**DIRECTIONS:**
Begin with the first line of the listing and quote every line through the one containing "Where can the building"; give only those lines.

**EXTRACTED DATA:**
========================================================================

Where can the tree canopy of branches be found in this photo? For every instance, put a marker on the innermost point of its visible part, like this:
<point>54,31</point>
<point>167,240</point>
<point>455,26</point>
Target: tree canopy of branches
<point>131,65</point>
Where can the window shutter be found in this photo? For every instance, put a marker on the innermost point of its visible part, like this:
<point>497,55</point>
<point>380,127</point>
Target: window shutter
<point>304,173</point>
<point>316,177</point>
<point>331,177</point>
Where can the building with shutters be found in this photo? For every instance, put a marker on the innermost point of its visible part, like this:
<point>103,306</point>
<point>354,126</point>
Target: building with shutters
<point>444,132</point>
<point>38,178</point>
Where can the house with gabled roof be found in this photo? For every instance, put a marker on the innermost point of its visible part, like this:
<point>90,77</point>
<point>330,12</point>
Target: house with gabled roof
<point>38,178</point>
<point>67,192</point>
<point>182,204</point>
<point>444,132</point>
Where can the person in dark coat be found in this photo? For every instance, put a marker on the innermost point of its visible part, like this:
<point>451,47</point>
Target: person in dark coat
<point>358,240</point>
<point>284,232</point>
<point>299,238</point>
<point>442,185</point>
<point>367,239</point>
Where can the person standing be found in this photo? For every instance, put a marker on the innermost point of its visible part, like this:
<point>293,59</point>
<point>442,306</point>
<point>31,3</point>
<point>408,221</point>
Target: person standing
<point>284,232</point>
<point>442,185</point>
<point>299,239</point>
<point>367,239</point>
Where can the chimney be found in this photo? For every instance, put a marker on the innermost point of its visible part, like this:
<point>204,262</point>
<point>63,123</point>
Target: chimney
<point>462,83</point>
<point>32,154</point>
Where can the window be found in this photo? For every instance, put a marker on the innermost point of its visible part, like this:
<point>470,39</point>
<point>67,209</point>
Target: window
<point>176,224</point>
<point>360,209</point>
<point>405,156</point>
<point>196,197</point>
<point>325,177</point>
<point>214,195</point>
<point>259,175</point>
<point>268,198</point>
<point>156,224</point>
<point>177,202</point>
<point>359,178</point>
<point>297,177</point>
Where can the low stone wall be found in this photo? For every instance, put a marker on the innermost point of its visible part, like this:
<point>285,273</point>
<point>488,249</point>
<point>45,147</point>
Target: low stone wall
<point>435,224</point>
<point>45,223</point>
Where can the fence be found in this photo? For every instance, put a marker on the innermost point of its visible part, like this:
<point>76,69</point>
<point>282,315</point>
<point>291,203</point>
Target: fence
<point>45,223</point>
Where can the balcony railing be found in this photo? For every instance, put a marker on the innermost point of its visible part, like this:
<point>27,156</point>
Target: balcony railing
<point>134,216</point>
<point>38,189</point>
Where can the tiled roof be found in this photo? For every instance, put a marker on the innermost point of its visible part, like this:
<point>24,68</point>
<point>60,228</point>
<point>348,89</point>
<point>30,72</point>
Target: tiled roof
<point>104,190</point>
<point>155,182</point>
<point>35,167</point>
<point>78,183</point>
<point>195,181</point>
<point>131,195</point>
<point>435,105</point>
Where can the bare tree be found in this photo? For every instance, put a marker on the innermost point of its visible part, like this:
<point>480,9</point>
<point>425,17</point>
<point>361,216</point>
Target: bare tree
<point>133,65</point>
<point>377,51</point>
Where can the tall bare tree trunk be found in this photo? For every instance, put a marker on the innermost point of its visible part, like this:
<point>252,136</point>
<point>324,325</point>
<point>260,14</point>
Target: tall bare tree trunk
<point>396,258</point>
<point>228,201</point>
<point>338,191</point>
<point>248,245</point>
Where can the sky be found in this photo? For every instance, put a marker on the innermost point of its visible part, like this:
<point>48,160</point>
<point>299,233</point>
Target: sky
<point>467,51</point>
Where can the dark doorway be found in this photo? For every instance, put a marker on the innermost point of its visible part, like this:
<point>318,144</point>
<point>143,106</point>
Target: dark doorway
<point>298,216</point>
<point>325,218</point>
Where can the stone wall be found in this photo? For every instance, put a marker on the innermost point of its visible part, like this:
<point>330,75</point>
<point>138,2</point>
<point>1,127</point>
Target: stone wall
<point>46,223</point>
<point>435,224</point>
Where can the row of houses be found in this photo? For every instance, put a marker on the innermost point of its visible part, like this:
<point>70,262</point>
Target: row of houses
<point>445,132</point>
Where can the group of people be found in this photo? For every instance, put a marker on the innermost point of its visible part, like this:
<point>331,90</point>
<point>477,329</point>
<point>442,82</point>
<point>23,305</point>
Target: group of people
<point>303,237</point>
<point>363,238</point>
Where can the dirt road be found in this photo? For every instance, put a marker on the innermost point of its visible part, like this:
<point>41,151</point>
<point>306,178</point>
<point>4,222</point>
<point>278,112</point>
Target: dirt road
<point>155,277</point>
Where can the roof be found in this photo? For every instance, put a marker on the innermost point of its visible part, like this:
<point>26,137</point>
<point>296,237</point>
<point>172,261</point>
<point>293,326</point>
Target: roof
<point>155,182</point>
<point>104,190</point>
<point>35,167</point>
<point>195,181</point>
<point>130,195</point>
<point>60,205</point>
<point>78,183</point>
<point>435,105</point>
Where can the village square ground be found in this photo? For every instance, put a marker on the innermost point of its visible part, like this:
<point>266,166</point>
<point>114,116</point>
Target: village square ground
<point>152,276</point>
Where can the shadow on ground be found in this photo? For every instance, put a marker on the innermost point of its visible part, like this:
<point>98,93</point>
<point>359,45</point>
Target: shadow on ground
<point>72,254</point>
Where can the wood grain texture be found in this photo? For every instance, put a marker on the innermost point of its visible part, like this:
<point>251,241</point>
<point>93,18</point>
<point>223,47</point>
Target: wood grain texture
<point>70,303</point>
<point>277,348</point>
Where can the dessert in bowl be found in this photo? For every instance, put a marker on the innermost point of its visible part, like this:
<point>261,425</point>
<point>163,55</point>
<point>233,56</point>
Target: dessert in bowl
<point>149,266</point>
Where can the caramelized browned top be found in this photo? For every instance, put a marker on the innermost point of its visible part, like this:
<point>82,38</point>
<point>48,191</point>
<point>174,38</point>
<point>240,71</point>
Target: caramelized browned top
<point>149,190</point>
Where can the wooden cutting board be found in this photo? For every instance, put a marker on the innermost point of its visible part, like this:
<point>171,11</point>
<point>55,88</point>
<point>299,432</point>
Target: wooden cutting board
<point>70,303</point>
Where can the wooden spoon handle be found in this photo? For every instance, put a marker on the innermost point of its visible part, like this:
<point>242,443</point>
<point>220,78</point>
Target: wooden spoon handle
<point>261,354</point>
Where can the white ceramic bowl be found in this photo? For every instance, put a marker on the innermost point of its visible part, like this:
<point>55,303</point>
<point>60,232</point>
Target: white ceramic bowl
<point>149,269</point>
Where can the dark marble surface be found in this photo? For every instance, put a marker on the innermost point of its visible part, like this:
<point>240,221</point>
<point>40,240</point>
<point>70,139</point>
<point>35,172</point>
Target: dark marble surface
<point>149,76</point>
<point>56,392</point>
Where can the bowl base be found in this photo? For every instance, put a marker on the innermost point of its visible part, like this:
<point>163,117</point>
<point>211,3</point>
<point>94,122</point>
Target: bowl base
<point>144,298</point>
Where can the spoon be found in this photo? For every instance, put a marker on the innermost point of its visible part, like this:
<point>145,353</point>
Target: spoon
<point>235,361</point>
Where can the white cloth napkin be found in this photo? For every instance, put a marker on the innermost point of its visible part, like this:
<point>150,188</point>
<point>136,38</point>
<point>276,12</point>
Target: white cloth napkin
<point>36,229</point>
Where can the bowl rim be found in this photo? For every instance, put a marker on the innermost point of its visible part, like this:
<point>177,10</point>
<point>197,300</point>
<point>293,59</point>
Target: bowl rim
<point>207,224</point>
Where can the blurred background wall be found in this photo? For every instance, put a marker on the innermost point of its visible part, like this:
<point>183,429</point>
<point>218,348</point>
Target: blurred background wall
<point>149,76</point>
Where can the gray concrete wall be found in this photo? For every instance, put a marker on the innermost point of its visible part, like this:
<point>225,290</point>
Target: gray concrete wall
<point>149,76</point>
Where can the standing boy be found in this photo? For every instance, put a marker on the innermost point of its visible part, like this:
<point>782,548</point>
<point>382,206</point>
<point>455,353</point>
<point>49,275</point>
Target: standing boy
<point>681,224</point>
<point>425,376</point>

========================================================================

**SOLUTION:**
Where can the tree canopy of branches be found in this photo? For every instance, put a marker on the innermost point of its visible part, like this:
<point>54,31</point>
<point>167,240</point>
<point>455,26</point>
Target: tree canopy of branches
<point>131,65</point>
Where can the window shutter be found in this photo? For every instance, put a marker on the innermost point of its visible part, like this:
<point>497,55</point>
<point>380,127</point>
Target: window shutter
<point>304,173</point>
<point>316,177</point>
<point>331,177</point>
Where can the building with shutters be found in this photo? For every instance, put a marker on the innermost point of its visible part, like this:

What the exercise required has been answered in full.